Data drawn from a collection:
******

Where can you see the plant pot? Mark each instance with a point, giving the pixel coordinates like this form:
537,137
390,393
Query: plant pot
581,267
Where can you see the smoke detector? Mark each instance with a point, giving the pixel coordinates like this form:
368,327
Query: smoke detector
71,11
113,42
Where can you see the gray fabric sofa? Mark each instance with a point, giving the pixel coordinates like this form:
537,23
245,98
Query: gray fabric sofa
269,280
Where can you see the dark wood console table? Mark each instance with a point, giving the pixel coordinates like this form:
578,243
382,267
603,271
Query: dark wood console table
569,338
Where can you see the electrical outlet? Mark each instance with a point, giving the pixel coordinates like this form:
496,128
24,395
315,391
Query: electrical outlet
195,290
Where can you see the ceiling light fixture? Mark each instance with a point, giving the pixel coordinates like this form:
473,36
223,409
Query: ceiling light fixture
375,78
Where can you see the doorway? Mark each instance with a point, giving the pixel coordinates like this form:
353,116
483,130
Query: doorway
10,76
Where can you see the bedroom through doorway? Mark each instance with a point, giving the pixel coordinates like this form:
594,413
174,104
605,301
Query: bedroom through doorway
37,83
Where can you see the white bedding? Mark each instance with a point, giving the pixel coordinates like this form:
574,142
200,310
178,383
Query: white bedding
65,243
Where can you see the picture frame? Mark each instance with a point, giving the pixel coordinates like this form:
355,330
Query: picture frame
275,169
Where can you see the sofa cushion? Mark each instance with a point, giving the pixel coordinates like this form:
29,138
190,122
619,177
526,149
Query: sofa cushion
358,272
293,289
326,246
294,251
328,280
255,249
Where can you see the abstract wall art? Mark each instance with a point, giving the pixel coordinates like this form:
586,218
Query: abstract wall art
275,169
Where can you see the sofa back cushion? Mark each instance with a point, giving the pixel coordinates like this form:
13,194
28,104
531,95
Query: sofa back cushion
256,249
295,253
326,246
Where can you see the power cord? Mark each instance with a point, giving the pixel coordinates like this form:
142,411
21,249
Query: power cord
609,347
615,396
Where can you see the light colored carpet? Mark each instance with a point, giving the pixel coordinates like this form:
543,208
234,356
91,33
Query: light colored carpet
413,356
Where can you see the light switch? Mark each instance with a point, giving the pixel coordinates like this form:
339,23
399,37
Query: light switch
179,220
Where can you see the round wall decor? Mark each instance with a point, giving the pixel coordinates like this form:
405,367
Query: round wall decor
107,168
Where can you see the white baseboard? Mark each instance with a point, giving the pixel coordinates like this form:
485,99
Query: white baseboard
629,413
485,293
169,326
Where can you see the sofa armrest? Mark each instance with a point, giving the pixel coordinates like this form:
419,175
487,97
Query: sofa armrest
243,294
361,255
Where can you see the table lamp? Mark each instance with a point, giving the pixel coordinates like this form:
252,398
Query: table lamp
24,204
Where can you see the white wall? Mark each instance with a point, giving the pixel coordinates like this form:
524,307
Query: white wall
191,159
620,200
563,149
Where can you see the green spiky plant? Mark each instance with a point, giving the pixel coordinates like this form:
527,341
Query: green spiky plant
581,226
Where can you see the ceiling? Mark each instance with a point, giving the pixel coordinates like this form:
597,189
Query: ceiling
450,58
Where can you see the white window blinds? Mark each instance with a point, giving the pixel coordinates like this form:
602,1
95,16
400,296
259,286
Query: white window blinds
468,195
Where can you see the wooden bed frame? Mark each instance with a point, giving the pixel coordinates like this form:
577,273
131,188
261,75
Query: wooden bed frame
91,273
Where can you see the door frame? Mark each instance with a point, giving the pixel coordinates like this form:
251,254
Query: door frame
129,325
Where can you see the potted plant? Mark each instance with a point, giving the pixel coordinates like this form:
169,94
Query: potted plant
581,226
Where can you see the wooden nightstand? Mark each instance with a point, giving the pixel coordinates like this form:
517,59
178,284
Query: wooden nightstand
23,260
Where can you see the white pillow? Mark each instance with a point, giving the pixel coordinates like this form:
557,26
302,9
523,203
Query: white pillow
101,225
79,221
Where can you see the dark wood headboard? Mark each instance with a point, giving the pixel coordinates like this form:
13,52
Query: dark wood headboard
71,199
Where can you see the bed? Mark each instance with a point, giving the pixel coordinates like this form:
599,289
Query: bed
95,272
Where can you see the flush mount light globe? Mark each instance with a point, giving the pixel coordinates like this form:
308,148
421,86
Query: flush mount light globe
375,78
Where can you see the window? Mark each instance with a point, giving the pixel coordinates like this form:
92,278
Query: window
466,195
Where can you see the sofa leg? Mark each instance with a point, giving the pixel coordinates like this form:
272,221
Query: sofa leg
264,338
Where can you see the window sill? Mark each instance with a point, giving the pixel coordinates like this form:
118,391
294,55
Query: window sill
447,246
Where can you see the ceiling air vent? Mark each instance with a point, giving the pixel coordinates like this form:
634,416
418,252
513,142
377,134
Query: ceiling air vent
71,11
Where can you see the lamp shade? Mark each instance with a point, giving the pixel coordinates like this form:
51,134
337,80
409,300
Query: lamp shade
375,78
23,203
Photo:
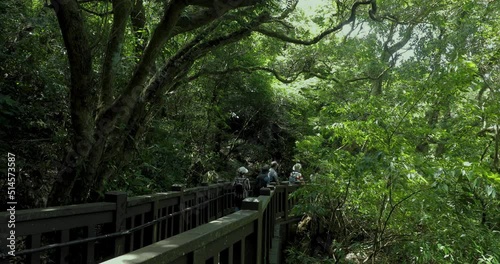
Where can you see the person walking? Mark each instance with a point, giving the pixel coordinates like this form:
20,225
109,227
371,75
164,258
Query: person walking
241,186
295,175
262,180
273,174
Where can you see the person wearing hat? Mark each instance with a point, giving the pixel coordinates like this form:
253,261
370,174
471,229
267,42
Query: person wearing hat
273,174
241,186
295,175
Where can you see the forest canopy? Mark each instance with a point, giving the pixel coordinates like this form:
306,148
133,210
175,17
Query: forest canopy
391,106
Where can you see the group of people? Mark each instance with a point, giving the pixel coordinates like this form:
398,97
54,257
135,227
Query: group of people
268,174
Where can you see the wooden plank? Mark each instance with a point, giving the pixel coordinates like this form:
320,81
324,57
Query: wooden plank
34,241
64,251
62,223
202,238
28,215
91,245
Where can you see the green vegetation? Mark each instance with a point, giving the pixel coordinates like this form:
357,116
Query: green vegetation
393,107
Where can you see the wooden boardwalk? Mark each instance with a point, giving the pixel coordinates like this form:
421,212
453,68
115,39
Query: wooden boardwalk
275,254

******

» Aim of the exercise
Lay out every line of the entries above as a JSON list of strings, one string per line, with blank lines omitted and the pictures left out.

» Solution to this problem
[
  "Where can you see the plant pot? Mark each instance with a point, giving the pixel coordinates like this form:",
  "537,137",
  "390,393",
  "Query: plant pot",
  "581,267",
  "Where can you see the smoke detector? Mark each instance with a point, giving the pixel coordinates like this form:",
  "368,327",
  "Query: smoke detector",
  "71,11",
  "113,42",
  "Where can you see the gray fabric sofa? Mark each instance with a point, giving the pixel coordinates like this form:",
  "537,23",
  "245,98",
  "Query: gray fabric sofa",
  "269,280",
  "Where can you see the dark wood console table? Mark each instance with a point, giving the pixel coordinates like this form:",
  "578,243",
  "382,267",
  "603,271",
  "Query: dark wood console table",
  "569,338",
  "Where can you see the electrical outlet? Mark each instance with a point, giving the pixel coordinates like this form:",
  "496,128",
  "24,395",
  "315,391",
  "Query: electrical outlet",
  "195,290",
  "Where can you see the ceiling light fixture? Mark each instance with a point, giving the pixel coordinates like this form:",
  "473,36",
  "223,409",
  "Query: ceiling light fixture",
  "375,78",
  "Where can you see the doorway? Mark each instance with a point, giving the pixel coordinates like this form:",
  "353,116",
  "483,130",
  "Query: doorway",
  "10,76",
  "Where can you see the bedroom through doorway? Mark each instance with a point, giving the pixel coordinates like this form:",
  "594,413",
  "174,104",
  "605,301",
  "Query: bedroom through doorway",
  "37,83",
  "Where can you see the white bedding? Mark each instance with a point, giving the pixel coordinates like this form:",
  "574,142",
  "200,310",
  "178,383",
  "Query: white bedding",
  "65,243",
  "Where can you see the picture frame? Mark each instance with a point, giving the pixel coordinates like this form:",
  "355,330",
  "Query: picture frame",
  "275,169",
  "Where can you see the sofa cushion? Mark each instance with a point, giving the pixel coordinates like this form:",
  "29,138",
  "190,122",
  "619,177",
  "526,149",
  "Query: sofa cushion",
  "358,272",
  "293,289",
  "326,246",
  "294,251",
  "328,280",
  "255,249",
  "Where can you see the abstract wall art? Mark each instance with a point, giving the pixel coordinates like this form:",
  "586,218",
  "Query: abstract wall art",
  "275,169",
  "Where can you see the sofa back cushion? Mark each instance with a point, giving the pixel coordinates like this form:",
  "13,194",
  "28,104",
  "531,95",
  "Query: sofa back cushion",
  "256,249",
  "295,253",
  "326,246",
  "Where can you see the power cord? Mark each instance with a point, giving the pixel coordinates like this form:",
  "142,411",
  "21,249",
  "Query: power cord",
  "609,347",
  "615,396",
  "Where can you see the light colored carpet? Mark each instance with a point, giving the pixel coordinates like this form:",
  "543,208",
  "234,356",
  "91,33",
  "Query: light colored carpet",
  "413,356",
  "Where can you see the light switch? Mark each instance with a point, giving the pixel coordinates like this form:",
  "339,23",
  "399,37",
  "Query: light switch",
  "179,220",
  "Where can you see the round wall decor? Mark each instance with a point, giving the pixel coordinates like this form:",
  "405,367",
  "Query: round wall decor",
  "107,168",
  "Where can you see the white baseboard? Mark each instance with a point, giving the pixel coordinates like this form:",
  "485,99",
  "Query: white baseboard",
  "629,413",
  "485,293",
  "169,326",
  "Where can you see the sofa armrest? Mark each instance with a point, giving the pixel coordinates like this form:",
  "419,175",
  "487,97",
  "Query: sofa armrest",
  "243,294",
  "361,255",
  "Where can you see the table lamp? Mark each instance with a point, giving the pixel coordinates like this form:",
  "252,398",
  "Query: table lamp",
  "24,204",
  "Where can you see the white wall? Mark each instance with a point, giving the pixel coordinates like this form:",
  "524,307",
  "Query: white wall",
  "191,159",
  "620,200",
  "563,149",
  "Where can you see the green spiky plant? Mark each instance with a point, giving the pixel coordinates like this form:",
  "527,341",
  "Query: green spiky plant",
  "581,226",
  "Where can you see the ceiling? Mark each instance with a point, giving the pixel coordinates like this form:",
  "597,189",
  "Query: ceiling",
  "450,58",
  "Where can you see the white window blinds? Mark each instance with a point, giving the pixel coordinates like this form:",
  "602,1",
  "95,16",
  "400,296",
  "259,286",
  "Query: white window blinds",
  "468,195",
  "Where can you see the wooden bed frame? Mark each instance with a point, giving the pixel coordinates like this form:",
  "577,273",
  "131,188",
  "261,75",
  "Query: wooden bed frame",
  "91,273",
  "Where can you see the door frame? Mark each instance with a point, giving the pixel coordinates like this form:",
  "251,254",
  "Query: door frame",
  "129,325",
  "Where can you see the potted plant? Mark each instance with a point, giving the pixel coordinates like this form:",
  "169,94",
  "Query: potted plant",
  "581,226",
  "Where can you see the wooden nightstand? Mark each instance with a point, giving the pixel coordinates like this form:",
  "517,59",
  "178,284",
  "Query: wooden nightstand",
  "23,260",
  "Where can you see the white pillow? Mark each instance with a point, giving the pixel coordinates like this form:",
  "557,26",
  "302,9",
  "523,203",
  "Query: white pillow",
  "101,225",
  "79,221",
  "Where can you see the dark wood headboard? Mark each instance with a point, giving the pixel coordinates like this form:",
  "13,52",
  "Query: dark wood headboard",
  "71,199",
  "Where can you see the bed? Mark each instance with a point, giving the pixel coordinates like this form:",
  "599,289",
  "Query: bed",
  "95,272",
  "Where can you see the flush mount light globe? Mark each instance with a point, giving the pixel coordinates like this form:",
  "308,148",
  "421,86",
  "Query: flush mount light globe",
  "375,78",
  "Where can you see the window? Mark each instance with a point, giving the pixel coordinates like this form:",
  "92,278",
  "Query: window",
  "466,195",
  "Where can you see the sofa leg? Mark each instance with a point, giving the pixel coordinates like this form:",
  "272,221",
  "Query: sofa leg",
  "264,338",
  "Where can you see the window sill? Mark each instance with a point, giving the pixel coordinates like this form:",
  "118,391",
  "294,55",
  "Query: window sill",
  "447,246",
  "Where can you see the ceiling air vent? Mark each instance with a point, giving the pixel coordinates like this form:",
  "634,416",
  "418,252",
  "513,142",
  "377,134",
  "Query: ceiling air vent",
  "71,11",
  "Where can you see the lamp shade? Mark each instance with a point, giving the pixel coordinates like this form:",
  "51,134",
  "337,80",
  "409,300",
  "Query: lamp shade",
  "375,78",
  "23,203",
  "Photo:",
  "Where can you see the person walking? Mark each instance with a point, giving the pixel coordinates like this form:",
  "20,225",
  "109,227",
  "371,75",
  "164,258",
  "Query: person walking",
  "241,186",
  "295,175",
  "262,180",
  "273,174",
  "Where can you see the person wearing hat? Mark each instance with a point, giving the pixel coordinates like this form:",
  "253,261",
  "370,174",
  "471,229",
  "267,42",
  "Query: person wearing hat",
  "273,174",
  "241,186",
  "295,175",
  "Where can you see the forest canopy? Mark each instance with a point, giving the pixel coordinates like this form:",
  "306,148",
  "133,210",
  "175,17",
  "Query: forest canopy",
  "391,106",
  "Where can you see the group of people? Mark each instance with a point, giving the pixel coordinates like this form:",
  "398,97",
  "54,257",
  "135,227",
  "Query: group of people",
  "268,174",
  "Where can you see the wooden plank? Mark each instance with a point, giving the pixel coordinates like this form:",
  "320,81",
  "324,57",
  "Query: wooden plank",
  "34,241",
  "64,251",
  "62,223",
  "202,238",
  "28,215",
  "91,245",
  "Where can you see the green vegetation? Mark each instance with a point, giving the pixel coordinates like this form:",
  "357,116",
  "Query: green vegetation",
  "393,107",
  "Where can you see the wooden boardwalk? Mark each instance with a point, giving the pixel coordinates like this form:",
  "421,212",
  "453,68",
  "115,39",
  "Query: wooden boardwalk",
  "275,254"
]